# Start of Records for the exercise

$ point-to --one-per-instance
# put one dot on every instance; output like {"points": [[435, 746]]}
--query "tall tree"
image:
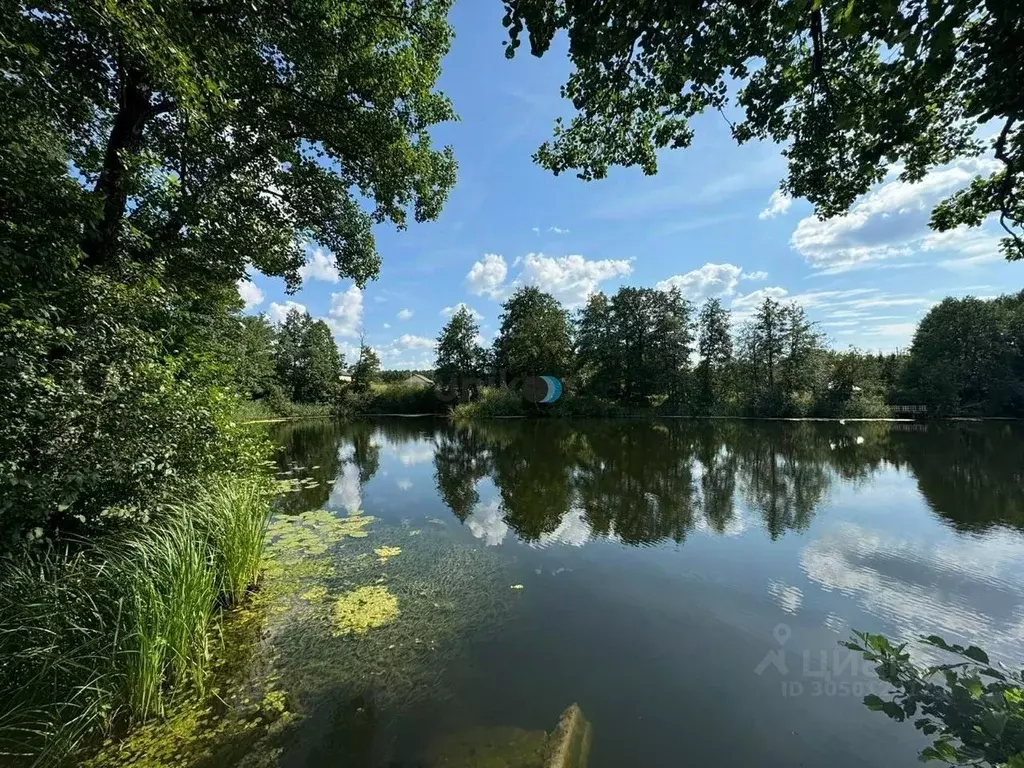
{"points": [[321, 365], [367, 369], [715, 348], [597, 350], [850, 88], [192, 128], [460, 356], [673, 345], [535, 338], [966, 355], [290, 357]]}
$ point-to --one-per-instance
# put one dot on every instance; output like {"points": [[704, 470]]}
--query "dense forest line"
{"points": [[693, 475], [648, 349]]}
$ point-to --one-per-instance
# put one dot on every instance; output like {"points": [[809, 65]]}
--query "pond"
{"points": [[686, 583]]}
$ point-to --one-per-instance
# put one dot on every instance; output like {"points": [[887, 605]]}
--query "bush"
{"points": [[976, 713], [110, 632], [394, 398]]}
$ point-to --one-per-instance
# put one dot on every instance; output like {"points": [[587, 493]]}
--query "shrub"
{"points": [[110, 632], [975, 712]]}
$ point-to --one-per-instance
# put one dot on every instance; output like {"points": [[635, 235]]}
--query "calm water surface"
{"points": [[687, 583]]}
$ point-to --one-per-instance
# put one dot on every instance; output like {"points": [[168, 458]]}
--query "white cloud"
{"points": [[711, 280], [778, 204], [408, 341], [250, 293], [320, 266], [346, 311], [276, 312], [890, 222], [486, 278], [570, 279], [973, 246], [409, 351], [450, 310]]}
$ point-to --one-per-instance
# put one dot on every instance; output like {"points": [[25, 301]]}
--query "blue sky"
{"points": [[711, 222]]}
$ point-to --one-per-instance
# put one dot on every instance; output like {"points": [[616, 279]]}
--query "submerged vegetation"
{"points": [[108, 632], [364, 609]]}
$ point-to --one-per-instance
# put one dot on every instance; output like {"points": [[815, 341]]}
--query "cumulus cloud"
{"points": [[778, 204], [711, 280], [409, 351], [486, 278], [250, 293], [346, 311], [408, 341], [571, 280], [276, 312], [450, 310], [889, 222], [321, 265]]}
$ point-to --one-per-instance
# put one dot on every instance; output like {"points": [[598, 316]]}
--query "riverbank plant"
{"points": [[101, 634], [974, 712]]}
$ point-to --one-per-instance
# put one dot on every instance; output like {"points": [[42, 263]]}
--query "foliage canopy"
{"points": [[849, 87]]}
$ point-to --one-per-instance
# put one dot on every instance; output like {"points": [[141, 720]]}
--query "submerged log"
{"points": [[568, 744]]}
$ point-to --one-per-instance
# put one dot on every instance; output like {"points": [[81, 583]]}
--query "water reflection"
{"points": [[643, 482]]}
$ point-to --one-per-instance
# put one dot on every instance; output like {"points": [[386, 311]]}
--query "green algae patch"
{"points": [[363, 609], [314, 593], [386, 553], [489, 748]]}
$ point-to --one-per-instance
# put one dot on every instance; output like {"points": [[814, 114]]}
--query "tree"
{"points": [[715, 348], [535, 338], [849, 87], [321, 366], [366, 370], [254, 369], [976, 714], [152, 152], [460, 356], [966, 355], [290, 359], [597, 350], [196, 128]]}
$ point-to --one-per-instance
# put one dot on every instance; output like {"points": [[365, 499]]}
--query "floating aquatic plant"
{"points": [[386, 553], [363, 609]]}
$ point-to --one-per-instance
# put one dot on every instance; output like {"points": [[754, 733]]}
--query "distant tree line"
{"points": [[297, 361], [651, 348]]}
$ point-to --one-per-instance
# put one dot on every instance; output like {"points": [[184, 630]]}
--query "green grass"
{"points": [[113, 632]]}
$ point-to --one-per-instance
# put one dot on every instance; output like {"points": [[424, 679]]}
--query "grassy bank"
{"points": [[104, 634]]}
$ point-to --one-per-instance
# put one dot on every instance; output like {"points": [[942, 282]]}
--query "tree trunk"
{"points": [[134, 111]]}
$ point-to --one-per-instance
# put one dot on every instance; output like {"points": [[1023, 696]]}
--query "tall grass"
{"points": [[111, 633]]}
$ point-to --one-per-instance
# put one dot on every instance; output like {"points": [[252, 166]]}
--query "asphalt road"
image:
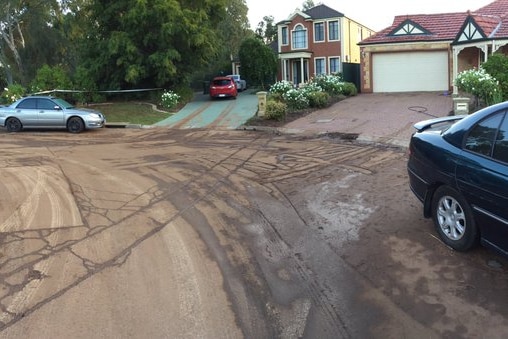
{"points": [[157, 233]]}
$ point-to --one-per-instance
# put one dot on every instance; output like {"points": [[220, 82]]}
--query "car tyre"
{"points": [[13, 125], [75, 125], [453, 219]]}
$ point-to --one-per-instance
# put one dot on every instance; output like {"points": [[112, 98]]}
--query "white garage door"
{"points": [[410, 71]]}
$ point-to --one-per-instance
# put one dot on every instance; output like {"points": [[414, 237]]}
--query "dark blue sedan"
{"points": [[458, 168]]}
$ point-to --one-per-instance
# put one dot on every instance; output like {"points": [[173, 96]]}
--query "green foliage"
{"points": [[332, 84], [12, 93], [480, 84], [318, 99], [259, 63], [276, 110], [296, 99], [281, 87], [169, 99], [158, 43], [497, 66], [50, 78]]}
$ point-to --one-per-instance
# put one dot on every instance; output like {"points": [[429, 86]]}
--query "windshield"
{"points": [[62, 103]]}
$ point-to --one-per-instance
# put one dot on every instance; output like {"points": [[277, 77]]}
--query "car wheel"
{"points": [[453, 219], [13, 125], [75, 125]]}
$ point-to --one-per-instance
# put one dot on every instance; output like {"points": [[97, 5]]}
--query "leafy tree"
{"points": [[497, 66], [161, 43], [307, 4], [259, 62]]}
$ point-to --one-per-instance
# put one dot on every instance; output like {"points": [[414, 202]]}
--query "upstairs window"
{"points": [[319, 32], [299, 37], [333, 30], [320, 66], [284, 35]]}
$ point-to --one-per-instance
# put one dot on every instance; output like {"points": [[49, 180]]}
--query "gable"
{"points": [[470, 31], [409, 27]]}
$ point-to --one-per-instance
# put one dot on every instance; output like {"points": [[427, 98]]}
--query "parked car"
{"points": [[458, 168], [222, 87], [241, 85], [48, 112]]}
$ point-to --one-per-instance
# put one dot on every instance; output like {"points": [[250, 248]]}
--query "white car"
{"points": [[241, 85], [48, 112]]}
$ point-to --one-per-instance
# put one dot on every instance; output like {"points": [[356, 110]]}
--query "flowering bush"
{"points": [[332, 84], [296, 99], [281, 87], [480, 84], [169, 99], [12, 93]]}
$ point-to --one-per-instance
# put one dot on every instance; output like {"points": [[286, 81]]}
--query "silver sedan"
{"points": [[48, 112]]}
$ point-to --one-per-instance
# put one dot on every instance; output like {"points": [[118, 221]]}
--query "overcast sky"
{"points": [[376, 15]]}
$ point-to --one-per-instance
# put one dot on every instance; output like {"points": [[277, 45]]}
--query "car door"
{"points": [[50, 114], [26, 112], [482, 176]]}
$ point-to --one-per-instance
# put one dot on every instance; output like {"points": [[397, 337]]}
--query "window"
{"points": [[333, 30], [334, 65], [481, 137], [284, 34], [28, 104], [501, 146], [319, 32], [299, 37], [320, 66], [45, 104]]}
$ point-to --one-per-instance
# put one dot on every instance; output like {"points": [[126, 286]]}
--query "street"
{"points": [[193, 233]]}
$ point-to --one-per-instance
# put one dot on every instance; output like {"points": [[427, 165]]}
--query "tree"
{"points": [[151, 43], [259, 62], [267, 30], [497, 66], [307, 4]]}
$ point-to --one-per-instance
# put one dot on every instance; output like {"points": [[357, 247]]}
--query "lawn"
{"points": [[132, 112]]}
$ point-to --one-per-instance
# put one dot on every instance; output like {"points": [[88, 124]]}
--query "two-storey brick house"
{"points": [[317, 41]]}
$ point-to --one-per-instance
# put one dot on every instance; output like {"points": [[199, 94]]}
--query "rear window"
{"points": [[222, 82], [482, 137]]}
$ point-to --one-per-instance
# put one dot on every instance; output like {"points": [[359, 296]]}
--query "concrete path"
{"points": [[203, 112]]}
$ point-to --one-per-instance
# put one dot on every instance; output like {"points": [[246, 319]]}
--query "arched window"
{"points": [[299, 37]]}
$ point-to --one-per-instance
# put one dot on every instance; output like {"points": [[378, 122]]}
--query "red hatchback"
{"points": [[222, 87]]}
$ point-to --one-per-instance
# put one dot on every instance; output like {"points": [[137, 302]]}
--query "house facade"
{"points": [[426, 52], [317, 41]]}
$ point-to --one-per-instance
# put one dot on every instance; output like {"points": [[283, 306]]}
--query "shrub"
{"points": [[480, 84], [296, 99], [349, 89], [12, 93], [332, 84], [169, 99], [276, 110], [497, 66], [281, 87], [318, 99]]}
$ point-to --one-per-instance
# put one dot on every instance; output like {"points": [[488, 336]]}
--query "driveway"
{"points": [[379, 117]]}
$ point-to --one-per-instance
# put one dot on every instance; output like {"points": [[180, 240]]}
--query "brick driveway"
{"points": [[379, 117]]}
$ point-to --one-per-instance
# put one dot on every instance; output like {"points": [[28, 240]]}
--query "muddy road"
{"points": [[160, 233]]}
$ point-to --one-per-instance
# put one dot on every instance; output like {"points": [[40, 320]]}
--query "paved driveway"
{"points": [[220, 114], [379, 117]]}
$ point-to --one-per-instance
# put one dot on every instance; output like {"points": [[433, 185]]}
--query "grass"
{"points": [[132, 113]]}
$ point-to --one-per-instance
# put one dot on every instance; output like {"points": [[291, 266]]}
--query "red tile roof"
{"points": [[492, 19]]}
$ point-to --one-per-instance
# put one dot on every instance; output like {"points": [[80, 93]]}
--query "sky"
{"points": [[374, 14]]}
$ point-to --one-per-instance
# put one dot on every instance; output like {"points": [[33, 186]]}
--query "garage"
{"points": [[410, 71]]}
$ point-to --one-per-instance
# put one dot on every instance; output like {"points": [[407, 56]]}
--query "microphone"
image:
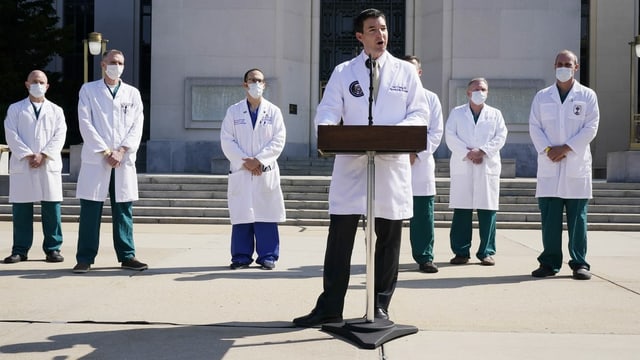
{"points": [[370, 63]]}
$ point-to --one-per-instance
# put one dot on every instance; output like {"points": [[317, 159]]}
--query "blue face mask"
{"points": [[37, 90], [564, 74], [478, 97]]}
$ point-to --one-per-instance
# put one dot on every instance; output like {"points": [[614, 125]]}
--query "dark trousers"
{"points": [[263, 237], [422, 229], [23, 227], [551, 211], [337, 262], [89, 228], [462, 229]]}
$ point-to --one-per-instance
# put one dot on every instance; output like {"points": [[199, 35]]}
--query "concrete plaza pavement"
{"points": [[189, 305]]}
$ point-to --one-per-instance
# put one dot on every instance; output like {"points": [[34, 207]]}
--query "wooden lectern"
{"points": [[369, 332]]}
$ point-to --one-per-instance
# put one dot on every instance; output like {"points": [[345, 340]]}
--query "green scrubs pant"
{"points": [[461, 231], [23, 227], [551, 209], [421, 229], [89, 229]]}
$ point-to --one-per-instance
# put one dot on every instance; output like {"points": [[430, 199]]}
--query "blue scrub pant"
{"points": [[551, 210], [89, 230], [462, 228], [421, 229], [263, 237], [23, 227]]}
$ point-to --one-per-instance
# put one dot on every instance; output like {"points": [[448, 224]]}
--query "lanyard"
{"points": [[36, 110], [115, 89]]}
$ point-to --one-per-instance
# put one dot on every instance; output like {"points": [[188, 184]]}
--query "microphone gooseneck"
{"points": [[370, 63]]}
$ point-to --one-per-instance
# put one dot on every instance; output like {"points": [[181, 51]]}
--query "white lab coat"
{"points": [[575, 123], [254, 198], [400, 102], [423, 179], [107, 123], [475, 186], [27, 136]]}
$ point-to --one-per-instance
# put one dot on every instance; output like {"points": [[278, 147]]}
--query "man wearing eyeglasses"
{"points": [[252, 137]]}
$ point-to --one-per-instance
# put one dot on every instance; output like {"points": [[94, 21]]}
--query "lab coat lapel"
{"points": [[386, 78], [361, 73]]}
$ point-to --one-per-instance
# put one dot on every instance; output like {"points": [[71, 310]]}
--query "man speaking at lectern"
{"points": [[398, 100]]}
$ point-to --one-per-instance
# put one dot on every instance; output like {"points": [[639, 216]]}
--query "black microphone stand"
{"points": [[370, 63]]}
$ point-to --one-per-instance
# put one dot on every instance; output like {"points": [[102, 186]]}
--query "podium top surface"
{"points": [[379, 138]]}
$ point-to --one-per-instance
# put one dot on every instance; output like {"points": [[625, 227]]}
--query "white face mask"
{"points": [[255, 90], [114, 71], [478, 97], [564, 74], [37, 90]]}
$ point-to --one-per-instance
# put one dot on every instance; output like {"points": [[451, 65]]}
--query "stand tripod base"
{"points": [[369, 335]]}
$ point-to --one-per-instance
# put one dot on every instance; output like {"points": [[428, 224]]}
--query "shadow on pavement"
{"points": [[153, 342]]}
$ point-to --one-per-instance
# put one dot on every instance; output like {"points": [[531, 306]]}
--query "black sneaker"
{"points": [[235, 266], [134, 264], [429, 267], [543, 271], [81, 268], [14, 258], [581, 273], [54, 256], [268, 265]]}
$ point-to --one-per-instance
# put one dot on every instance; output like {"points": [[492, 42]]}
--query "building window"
{"points": [[337, 39]]}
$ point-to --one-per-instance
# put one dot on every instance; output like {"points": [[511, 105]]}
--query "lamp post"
{"points": [[94, 45], [634, 141]]}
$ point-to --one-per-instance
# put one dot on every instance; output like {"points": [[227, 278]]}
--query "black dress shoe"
{"points": [[381, 313], [54, 256], [429, 267], [14, 258], [543, 271], [315, 318]]}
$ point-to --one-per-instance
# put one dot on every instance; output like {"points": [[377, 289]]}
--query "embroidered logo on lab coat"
{"points": [[355, 89], [577, 109], [400, 88]]}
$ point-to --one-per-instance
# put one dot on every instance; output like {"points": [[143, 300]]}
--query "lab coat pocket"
{"points": [[548, 111], [577, 110], [53, 165], [460, 165], [268, 181], [578, 165], [20, 166], [239, 183], [546, 167]]}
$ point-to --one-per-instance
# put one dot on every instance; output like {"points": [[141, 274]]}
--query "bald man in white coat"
{"points": [[475, 133], [35, 129], [563, 121], [111, 117], [400, 101]]}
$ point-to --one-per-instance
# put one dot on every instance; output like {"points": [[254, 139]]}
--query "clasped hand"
{"points": [[36, 160], [253, 165], [475, 155]]}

# End of Records for the exercise

## Direction:
How many lines in the listing above contain the string "driveway"? Reply with the number alone.

## Worked solution:
3